▶ [Artikel]
========
Heute startet die 1. Staffel von Fear the Walking Dead im deutschen Free-TV bei RTL II. Der Sender zeigt jeweils Samstags zwei Folgen ab 22:20 Uhr und Sonntags eine ab 00:35 Uhr. Anlässlich dessen könnt ihr hier den Recap zu Folge 1 nachlesen. Alle Recaps findet ihr hier.

In einem gerade veröffentlichten Interview lässt Kultregisseur Quentin Tarantino nebensächlich verlauten: „Pilots of shows suck.“ Man möchte ihm spontan widersprechen, kommen einem doch direkt verschiedenste Pilotfolgen in den Sinn, die nicht „sucken“. Er führt den Gedanken leider nicht weiter fort, doch man kann erahnen, worauf er anspielt. Tarantino profiliert sich nicht als Verfechter des Kinos im Kampf gegen das „Goldene Zeitalter des Fernsehens“, sondern er möchte wohl lediglich darauf hinweisen, dass Serien erst im Verlauf zu großer Klasse reifen. Die Pilotfolge, insbesondere, sei zunächst ein Schuss in eine unsichere Zukunft. TV-Kritiker, die Episoden rezensieren, watscht er übrigens auch ab. Na danke.
========
▶ [Datenauszug]

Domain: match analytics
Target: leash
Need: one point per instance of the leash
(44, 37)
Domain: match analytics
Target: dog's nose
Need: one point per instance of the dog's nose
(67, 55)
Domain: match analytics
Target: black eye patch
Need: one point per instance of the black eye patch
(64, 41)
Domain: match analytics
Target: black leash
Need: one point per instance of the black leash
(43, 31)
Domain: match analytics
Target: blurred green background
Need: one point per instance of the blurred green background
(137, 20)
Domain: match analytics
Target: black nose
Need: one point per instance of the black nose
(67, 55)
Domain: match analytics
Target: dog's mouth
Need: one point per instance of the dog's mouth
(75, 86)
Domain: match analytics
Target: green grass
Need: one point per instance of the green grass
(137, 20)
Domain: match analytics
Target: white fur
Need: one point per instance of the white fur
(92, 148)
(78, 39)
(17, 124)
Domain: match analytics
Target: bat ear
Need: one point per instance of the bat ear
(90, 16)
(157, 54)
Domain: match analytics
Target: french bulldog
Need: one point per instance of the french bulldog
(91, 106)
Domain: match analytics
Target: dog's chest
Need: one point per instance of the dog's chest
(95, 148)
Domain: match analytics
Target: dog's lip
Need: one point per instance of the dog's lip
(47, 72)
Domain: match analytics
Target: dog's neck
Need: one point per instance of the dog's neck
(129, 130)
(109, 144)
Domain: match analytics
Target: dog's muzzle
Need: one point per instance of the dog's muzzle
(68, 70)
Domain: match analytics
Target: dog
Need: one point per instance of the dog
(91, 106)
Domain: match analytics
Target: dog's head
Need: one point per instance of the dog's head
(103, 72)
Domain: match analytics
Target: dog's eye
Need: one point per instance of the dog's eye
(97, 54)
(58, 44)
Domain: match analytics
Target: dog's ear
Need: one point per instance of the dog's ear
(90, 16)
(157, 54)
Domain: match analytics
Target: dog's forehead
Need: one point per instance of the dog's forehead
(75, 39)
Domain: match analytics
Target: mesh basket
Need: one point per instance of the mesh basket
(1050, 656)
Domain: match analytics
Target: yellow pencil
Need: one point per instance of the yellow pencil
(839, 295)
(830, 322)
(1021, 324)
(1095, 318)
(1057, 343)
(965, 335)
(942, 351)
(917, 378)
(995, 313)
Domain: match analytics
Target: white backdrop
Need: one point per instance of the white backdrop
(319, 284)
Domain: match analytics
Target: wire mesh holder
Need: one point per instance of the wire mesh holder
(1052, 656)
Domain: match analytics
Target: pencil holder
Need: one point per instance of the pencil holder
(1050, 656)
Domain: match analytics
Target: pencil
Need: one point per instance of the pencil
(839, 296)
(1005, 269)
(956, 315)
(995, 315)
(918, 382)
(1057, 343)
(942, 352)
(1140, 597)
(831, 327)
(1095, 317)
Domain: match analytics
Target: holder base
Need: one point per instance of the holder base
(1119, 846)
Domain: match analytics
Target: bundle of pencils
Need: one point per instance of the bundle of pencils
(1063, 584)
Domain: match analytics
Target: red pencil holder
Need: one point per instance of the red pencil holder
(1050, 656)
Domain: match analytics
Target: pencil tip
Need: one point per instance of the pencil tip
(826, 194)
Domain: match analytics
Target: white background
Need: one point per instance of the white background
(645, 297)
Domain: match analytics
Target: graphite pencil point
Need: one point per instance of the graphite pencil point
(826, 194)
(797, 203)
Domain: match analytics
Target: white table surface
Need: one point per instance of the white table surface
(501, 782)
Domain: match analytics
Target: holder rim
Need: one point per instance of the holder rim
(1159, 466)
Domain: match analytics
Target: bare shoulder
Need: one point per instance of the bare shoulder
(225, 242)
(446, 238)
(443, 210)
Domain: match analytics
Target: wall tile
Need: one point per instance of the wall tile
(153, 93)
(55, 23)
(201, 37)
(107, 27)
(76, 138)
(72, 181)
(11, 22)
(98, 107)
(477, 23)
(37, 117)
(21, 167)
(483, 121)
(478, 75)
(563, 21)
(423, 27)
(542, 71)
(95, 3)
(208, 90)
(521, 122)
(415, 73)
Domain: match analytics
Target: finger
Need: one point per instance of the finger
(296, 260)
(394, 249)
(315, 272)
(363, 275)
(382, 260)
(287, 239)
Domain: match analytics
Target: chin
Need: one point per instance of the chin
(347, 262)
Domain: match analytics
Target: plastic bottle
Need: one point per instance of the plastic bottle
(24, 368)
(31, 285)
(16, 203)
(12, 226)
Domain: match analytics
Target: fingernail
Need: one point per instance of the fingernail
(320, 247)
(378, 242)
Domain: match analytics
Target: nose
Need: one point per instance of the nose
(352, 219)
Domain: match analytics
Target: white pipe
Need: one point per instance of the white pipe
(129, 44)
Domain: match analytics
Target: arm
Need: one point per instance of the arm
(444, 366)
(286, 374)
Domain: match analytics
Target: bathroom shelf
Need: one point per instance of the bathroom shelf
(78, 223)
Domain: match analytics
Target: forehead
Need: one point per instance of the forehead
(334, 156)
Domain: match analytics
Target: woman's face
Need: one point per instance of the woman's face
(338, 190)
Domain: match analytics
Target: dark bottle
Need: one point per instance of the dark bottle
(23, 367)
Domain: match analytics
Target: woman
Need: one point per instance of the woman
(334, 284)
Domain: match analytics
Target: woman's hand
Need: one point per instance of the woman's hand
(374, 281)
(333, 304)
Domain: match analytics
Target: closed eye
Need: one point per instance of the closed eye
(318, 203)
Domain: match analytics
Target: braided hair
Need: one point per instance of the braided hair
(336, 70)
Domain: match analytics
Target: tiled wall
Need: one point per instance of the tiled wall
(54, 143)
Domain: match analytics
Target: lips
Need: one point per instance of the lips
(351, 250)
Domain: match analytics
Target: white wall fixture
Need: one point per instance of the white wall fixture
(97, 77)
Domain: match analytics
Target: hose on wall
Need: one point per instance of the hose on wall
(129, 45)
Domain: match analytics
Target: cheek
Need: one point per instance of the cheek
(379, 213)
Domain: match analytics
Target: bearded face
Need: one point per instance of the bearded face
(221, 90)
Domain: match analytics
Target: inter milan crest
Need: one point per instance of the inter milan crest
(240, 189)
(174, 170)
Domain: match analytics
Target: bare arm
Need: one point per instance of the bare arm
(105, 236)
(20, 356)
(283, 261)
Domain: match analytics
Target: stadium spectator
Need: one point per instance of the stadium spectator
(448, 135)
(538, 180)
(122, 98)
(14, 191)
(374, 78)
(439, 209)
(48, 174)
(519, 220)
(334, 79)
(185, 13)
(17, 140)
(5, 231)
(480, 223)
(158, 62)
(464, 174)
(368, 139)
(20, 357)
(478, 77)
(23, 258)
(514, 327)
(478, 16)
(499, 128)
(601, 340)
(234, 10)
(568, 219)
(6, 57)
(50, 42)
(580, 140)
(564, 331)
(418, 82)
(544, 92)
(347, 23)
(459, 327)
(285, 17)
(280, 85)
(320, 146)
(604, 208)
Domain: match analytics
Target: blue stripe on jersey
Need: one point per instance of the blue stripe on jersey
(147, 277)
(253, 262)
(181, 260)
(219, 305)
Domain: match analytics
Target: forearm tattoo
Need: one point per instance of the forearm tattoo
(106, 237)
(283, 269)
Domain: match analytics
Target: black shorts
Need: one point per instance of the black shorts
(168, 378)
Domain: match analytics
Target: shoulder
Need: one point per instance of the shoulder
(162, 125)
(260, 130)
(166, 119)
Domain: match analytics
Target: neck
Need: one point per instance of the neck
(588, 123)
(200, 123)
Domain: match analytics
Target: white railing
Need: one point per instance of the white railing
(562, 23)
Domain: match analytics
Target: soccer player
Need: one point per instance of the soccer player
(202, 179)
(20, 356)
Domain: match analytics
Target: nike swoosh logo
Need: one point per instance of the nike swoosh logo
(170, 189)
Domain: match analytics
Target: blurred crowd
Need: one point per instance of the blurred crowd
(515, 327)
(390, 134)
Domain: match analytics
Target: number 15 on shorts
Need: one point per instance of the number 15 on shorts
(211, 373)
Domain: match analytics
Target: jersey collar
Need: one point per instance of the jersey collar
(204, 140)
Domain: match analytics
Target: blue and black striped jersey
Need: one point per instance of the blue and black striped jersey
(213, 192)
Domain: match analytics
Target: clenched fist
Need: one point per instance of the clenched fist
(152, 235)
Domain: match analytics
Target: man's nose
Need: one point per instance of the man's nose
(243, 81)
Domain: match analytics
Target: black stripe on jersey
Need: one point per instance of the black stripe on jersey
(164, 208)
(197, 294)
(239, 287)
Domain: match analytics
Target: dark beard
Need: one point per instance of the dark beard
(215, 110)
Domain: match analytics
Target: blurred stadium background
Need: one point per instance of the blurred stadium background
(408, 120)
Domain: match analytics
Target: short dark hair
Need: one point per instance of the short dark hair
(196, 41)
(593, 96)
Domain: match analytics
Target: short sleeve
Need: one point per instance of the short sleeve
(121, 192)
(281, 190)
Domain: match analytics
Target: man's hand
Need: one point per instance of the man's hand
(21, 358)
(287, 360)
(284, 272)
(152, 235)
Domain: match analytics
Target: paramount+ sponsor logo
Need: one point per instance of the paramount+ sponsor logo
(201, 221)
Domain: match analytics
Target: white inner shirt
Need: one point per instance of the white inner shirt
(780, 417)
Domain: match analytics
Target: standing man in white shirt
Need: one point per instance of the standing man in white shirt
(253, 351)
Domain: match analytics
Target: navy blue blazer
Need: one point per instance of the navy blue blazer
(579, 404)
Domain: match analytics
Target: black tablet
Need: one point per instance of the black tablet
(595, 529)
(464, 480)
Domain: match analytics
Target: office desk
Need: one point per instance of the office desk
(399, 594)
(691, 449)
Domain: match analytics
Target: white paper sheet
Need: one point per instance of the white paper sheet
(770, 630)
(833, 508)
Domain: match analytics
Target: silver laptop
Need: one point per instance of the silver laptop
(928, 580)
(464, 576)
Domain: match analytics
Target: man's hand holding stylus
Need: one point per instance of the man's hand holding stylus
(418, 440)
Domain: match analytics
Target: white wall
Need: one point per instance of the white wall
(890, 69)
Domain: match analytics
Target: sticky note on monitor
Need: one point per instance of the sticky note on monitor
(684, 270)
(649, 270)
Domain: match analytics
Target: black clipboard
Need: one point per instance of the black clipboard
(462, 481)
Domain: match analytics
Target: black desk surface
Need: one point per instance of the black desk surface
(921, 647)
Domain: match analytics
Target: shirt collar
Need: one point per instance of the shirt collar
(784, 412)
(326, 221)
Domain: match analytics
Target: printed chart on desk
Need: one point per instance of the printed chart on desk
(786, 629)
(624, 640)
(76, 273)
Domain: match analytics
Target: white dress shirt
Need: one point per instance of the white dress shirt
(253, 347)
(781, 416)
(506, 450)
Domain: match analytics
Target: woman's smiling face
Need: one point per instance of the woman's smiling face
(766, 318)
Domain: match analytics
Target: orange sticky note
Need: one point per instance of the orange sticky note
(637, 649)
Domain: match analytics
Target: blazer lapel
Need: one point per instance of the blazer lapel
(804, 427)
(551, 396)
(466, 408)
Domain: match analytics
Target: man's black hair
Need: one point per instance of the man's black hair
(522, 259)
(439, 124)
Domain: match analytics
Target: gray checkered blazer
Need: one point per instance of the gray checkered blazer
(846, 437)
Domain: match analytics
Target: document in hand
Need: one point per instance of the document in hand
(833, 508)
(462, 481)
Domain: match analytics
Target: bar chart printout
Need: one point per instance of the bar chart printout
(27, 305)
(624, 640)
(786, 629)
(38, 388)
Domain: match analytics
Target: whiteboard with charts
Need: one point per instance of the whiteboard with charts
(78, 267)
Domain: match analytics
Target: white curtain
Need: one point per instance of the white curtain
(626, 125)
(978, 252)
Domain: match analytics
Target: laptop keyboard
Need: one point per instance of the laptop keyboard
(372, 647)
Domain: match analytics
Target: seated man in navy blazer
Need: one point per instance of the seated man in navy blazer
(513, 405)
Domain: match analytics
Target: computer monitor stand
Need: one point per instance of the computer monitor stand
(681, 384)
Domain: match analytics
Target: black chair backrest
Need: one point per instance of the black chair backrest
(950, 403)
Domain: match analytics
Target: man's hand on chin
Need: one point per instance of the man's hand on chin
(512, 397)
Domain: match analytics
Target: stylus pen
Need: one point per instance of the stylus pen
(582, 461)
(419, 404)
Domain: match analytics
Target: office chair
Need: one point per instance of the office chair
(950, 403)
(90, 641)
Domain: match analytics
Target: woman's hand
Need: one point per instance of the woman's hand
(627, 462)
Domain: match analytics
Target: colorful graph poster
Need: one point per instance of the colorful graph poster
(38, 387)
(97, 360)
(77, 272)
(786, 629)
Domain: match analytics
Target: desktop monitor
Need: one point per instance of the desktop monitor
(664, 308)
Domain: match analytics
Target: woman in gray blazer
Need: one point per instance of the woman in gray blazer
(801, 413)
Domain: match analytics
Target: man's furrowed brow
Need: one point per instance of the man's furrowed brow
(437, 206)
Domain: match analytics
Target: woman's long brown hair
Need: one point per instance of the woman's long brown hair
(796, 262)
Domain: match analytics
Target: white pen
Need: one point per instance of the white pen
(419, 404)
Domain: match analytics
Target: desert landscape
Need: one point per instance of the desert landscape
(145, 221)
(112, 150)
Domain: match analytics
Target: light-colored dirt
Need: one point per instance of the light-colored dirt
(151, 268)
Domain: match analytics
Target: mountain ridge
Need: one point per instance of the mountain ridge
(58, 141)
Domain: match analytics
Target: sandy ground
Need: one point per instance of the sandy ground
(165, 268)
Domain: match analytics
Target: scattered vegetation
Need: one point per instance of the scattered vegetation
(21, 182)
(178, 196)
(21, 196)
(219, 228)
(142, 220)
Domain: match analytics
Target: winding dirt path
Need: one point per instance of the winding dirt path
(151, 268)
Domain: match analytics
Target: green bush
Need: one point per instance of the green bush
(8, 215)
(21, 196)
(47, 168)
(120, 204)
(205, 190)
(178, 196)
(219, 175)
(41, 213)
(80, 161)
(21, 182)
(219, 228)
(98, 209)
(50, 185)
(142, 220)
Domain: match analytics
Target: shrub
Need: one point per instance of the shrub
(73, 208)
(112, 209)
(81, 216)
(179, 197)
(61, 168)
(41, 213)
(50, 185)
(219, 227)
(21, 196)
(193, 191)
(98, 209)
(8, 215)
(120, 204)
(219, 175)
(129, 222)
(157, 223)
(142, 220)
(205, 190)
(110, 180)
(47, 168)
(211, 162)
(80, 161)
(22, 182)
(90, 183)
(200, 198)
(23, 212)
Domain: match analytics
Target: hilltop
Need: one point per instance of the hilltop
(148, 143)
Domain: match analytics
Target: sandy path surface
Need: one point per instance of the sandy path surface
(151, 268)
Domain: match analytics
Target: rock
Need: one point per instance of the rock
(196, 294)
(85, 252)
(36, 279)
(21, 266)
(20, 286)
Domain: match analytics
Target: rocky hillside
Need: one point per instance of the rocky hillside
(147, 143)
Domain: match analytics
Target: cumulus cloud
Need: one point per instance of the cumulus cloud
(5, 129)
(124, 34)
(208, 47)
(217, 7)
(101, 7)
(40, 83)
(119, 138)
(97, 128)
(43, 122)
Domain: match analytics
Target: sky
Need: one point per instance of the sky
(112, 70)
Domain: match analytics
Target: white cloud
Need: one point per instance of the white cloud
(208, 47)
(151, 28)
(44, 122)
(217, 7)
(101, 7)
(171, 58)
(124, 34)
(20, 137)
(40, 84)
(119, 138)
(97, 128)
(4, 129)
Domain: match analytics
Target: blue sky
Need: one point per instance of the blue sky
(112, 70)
========
▶ [Aufgaben]
1. Beantworte die folgenden Fragen zum Artikel:
(a) Auf welchem Sender startet die 1. Staffel von Fear the Walking Dead im deutschen Free-TV?
(b) Ab wie viel Uhr wird sonntags eine Folge gezeigt?
(c) Welchen Satz über Pilotfolgen zitiert der Artikel von Quentin Tarantino?
2. Knüpfe an den letzten Satz des Artikels über Fear the Walking Dead an und schreibe ihn weiter.

▶ [Lösungen]
1.
(a) RTL II
(b) Ab 00:35 Uhr
(c) „Pilots of shows suck.“

2.
Im Kern stimme ich Tarantino in seinem Empfinden aber zu. Auch wenn die Pilotfolgen bestimmter Serien tatsächlich großartig sein können, wie Frank Darabont es vor nun fast fünf Jahren mit The Walking Dead bewies. Problematisch wird es nach der Tarantino’schen These jedoch dann, wenn die Serie fünf Jahre und drei Showrunner weiter immer noch der technischen Qualität und emotionalen Tiefe der Pilotfilme hinterherrennt. Vielleicht ist Robert Kirkman deshalb von Anfang an so viel stärker bei der Entwicklung des Spin-offs Fear the Walking Dead als noch beim Original involviert gewesen. Zusammen mit Showrunner Dave Erickson (Sons of Anarchy, Low Winter Sun) will er wohl vermeiden, dass er wie bei The Walking Dead nachträglich das erste Staffelfinale kritisieren  wird. Dieses Mal soll es also direkt klappen. Das schier unendlich erforschbare Setting bietet es schließlich auch an. Wieso also nicht?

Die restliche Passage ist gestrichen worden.